» TASK GOAL: Say the number of lines holding the word "marquee" in the data, and leave out everything else.

» PROVIDED RECORDS:
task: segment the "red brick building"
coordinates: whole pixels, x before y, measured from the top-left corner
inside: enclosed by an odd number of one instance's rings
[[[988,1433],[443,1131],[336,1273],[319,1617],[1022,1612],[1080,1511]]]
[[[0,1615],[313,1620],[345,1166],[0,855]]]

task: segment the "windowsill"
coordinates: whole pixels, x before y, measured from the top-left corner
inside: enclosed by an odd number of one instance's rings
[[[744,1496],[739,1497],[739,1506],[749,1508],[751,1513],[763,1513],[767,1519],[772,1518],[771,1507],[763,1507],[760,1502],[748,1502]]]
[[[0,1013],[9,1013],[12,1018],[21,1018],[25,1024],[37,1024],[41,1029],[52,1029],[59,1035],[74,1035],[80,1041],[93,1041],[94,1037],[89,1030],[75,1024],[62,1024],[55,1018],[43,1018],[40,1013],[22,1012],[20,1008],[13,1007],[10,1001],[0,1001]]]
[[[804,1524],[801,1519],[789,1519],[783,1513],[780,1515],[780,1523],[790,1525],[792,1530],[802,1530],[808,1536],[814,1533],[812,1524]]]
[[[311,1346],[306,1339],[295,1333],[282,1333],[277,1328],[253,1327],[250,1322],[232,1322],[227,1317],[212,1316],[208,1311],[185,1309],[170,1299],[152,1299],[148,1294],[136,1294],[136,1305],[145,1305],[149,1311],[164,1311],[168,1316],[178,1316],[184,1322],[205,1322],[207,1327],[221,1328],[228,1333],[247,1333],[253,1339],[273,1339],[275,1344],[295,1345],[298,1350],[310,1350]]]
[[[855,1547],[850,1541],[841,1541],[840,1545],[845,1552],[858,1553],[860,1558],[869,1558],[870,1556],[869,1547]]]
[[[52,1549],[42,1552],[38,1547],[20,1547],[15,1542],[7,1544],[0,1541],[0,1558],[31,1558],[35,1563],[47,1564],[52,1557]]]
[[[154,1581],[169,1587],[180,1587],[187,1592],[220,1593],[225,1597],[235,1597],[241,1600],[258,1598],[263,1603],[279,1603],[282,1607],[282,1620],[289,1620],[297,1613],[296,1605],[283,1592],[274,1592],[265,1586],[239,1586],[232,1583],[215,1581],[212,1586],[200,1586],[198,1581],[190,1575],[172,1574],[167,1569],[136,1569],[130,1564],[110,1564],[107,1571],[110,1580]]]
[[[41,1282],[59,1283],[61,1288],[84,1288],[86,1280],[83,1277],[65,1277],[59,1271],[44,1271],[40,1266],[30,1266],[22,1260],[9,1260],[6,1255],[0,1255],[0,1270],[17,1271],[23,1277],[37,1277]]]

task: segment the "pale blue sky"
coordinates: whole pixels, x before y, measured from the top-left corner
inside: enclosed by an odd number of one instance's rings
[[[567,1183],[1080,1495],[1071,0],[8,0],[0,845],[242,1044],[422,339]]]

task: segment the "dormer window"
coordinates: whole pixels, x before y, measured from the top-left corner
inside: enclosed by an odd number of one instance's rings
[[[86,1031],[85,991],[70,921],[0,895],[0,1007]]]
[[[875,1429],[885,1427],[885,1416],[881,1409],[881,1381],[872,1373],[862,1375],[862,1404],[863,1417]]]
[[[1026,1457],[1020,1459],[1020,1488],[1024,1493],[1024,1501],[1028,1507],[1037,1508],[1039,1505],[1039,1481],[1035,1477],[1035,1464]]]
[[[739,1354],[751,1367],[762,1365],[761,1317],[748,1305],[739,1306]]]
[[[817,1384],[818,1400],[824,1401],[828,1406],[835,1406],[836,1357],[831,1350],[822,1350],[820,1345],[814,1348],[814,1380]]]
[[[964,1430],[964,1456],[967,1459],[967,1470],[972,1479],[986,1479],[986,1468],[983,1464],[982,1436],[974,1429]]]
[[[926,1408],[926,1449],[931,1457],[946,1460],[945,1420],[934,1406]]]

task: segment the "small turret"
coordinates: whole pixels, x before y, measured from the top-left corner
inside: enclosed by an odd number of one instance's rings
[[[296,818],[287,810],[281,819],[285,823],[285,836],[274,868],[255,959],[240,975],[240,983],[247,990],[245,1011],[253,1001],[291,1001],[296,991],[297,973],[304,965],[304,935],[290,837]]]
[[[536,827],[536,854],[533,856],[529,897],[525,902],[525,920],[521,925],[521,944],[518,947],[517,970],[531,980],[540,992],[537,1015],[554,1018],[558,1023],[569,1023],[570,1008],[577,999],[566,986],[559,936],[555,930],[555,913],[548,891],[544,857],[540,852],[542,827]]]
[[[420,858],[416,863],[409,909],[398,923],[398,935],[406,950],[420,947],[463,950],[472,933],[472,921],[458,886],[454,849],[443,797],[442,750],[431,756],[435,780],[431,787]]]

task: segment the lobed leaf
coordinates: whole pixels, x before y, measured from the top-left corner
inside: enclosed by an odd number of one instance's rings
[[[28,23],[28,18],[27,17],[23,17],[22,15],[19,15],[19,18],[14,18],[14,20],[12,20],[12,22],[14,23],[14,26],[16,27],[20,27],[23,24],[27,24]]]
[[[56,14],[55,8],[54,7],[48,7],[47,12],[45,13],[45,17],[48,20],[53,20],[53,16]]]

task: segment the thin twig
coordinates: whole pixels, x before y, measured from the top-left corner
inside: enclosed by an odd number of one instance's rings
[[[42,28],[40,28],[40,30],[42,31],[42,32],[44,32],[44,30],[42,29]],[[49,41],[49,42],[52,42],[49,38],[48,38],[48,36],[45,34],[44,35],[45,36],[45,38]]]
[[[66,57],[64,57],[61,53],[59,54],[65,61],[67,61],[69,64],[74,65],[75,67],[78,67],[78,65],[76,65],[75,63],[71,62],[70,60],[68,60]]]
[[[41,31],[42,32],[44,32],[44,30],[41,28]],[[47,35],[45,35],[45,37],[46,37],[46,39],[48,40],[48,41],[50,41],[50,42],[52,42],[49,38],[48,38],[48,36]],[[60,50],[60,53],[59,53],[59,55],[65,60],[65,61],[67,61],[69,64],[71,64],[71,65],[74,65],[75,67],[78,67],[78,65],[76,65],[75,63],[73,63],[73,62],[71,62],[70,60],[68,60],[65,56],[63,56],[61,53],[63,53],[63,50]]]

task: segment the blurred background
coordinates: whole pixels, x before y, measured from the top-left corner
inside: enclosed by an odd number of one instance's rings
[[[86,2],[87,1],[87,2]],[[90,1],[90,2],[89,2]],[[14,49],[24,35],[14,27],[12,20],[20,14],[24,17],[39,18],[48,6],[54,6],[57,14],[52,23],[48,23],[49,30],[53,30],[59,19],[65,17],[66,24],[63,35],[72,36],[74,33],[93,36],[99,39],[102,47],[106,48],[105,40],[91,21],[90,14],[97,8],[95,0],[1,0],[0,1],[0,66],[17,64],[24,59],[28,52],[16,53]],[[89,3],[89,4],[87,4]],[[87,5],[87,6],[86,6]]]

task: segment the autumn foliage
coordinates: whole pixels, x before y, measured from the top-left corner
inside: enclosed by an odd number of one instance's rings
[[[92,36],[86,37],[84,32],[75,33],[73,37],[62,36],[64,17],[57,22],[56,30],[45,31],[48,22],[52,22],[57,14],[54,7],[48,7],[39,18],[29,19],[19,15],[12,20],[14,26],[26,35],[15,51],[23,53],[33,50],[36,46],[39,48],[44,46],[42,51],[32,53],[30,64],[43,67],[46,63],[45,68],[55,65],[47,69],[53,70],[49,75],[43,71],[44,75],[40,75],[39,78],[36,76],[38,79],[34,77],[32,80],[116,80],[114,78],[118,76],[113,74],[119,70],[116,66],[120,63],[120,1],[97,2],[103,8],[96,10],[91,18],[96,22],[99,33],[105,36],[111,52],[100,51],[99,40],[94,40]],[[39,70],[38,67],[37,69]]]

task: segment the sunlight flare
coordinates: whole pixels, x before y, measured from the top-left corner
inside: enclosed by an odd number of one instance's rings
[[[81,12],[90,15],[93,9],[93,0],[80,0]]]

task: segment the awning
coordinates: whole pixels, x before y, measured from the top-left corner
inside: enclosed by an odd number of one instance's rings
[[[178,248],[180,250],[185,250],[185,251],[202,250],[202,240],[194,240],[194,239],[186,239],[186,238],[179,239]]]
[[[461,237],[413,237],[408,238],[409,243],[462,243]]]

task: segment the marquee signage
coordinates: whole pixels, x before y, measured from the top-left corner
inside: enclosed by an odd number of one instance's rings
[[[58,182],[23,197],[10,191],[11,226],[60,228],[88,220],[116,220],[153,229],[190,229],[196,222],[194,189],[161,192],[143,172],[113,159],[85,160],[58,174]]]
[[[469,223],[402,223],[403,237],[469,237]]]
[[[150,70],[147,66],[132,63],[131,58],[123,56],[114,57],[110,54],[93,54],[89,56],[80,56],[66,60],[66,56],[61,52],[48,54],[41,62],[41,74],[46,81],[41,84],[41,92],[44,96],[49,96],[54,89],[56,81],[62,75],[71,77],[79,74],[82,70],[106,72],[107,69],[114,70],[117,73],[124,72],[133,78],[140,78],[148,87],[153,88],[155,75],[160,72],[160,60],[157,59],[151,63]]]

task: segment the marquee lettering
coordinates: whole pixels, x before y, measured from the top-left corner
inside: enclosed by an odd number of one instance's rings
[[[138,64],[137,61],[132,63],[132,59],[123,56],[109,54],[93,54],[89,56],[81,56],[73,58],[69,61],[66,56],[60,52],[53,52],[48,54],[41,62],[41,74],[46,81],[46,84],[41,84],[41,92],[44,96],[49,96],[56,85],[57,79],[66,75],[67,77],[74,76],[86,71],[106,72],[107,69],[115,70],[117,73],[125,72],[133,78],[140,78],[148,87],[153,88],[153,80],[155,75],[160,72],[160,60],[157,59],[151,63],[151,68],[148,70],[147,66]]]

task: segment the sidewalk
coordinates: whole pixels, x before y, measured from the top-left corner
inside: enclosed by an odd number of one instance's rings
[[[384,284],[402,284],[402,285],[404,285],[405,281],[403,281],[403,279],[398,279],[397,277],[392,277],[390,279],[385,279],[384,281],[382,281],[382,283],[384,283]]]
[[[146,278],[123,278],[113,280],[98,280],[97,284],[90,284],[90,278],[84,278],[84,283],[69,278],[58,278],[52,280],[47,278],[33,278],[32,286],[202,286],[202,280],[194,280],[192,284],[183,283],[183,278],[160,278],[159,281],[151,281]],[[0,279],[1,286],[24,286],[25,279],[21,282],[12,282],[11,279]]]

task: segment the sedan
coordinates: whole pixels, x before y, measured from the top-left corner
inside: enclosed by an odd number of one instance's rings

» REPLY TO THE EXERCISE: 2